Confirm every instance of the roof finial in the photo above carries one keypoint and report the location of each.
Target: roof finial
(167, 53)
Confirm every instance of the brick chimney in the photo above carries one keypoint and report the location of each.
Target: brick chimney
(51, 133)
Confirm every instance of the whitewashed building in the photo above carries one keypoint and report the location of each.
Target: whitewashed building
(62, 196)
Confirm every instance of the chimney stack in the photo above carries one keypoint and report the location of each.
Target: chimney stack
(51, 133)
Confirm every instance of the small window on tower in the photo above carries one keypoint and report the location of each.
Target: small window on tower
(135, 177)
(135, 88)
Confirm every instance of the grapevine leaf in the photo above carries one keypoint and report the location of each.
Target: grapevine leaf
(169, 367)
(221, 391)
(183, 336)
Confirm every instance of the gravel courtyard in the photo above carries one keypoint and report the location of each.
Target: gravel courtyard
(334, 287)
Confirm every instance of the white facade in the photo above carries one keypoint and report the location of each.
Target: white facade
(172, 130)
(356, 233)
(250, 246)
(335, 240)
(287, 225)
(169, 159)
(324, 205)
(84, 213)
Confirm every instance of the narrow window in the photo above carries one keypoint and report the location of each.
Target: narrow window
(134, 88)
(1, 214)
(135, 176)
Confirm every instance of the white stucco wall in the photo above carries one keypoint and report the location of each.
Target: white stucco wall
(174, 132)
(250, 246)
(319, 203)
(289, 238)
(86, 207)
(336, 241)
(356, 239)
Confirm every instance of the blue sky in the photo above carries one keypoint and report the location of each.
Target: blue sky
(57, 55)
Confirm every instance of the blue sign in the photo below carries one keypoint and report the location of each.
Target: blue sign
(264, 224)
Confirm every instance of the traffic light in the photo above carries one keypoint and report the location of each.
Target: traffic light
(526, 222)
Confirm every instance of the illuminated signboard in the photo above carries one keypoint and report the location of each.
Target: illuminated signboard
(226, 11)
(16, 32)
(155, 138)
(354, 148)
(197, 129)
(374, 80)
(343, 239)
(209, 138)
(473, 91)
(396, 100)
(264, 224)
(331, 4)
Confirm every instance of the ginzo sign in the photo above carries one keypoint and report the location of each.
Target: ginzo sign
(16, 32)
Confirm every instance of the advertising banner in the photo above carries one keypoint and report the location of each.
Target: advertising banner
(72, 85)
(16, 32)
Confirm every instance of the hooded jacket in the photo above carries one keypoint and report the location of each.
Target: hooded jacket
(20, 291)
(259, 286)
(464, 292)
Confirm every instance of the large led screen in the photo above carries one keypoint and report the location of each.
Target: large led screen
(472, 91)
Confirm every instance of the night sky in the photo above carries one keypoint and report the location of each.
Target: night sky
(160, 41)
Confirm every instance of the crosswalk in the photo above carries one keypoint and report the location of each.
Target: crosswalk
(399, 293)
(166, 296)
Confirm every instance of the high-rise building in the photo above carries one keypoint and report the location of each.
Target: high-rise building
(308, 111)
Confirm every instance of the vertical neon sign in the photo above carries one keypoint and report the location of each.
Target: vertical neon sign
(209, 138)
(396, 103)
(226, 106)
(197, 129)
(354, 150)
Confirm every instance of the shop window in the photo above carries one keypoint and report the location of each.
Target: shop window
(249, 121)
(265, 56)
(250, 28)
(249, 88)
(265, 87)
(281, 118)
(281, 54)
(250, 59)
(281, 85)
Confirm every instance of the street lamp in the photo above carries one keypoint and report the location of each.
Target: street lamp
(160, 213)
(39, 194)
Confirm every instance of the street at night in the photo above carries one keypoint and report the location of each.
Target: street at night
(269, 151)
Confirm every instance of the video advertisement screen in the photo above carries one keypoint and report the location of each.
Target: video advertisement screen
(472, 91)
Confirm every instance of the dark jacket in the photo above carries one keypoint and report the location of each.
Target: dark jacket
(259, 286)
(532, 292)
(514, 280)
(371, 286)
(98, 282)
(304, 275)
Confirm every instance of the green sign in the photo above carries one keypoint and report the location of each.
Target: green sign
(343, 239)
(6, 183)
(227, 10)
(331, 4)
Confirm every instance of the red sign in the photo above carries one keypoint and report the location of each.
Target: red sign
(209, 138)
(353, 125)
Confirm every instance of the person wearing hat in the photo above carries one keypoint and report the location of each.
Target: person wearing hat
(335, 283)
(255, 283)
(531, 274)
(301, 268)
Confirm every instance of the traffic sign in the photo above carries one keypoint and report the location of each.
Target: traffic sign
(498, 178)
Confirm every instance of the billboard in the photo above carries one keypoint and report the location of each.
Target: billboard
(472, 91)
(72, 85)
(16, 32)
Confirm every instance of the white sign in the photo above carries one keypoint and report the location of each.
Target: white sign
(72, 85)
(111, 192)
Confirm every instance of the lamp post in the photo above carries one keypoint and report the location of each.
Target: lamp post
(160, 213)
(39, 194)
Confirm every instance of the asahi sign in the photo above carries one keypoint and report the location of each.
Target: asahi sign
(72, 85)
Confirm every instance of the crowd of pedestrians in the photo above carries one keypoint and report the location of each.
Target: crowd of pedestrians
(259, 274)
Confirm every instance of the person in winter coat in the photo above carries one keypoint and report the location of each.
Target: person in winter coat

++++++++++

### Directions
Copy out the lines of the data where the word "winter" can be found.

### Response for this exercise
Confirm every instance of the person in winter coat in the photo above carries one keypoint and report the location of each.
Target: person in winter coat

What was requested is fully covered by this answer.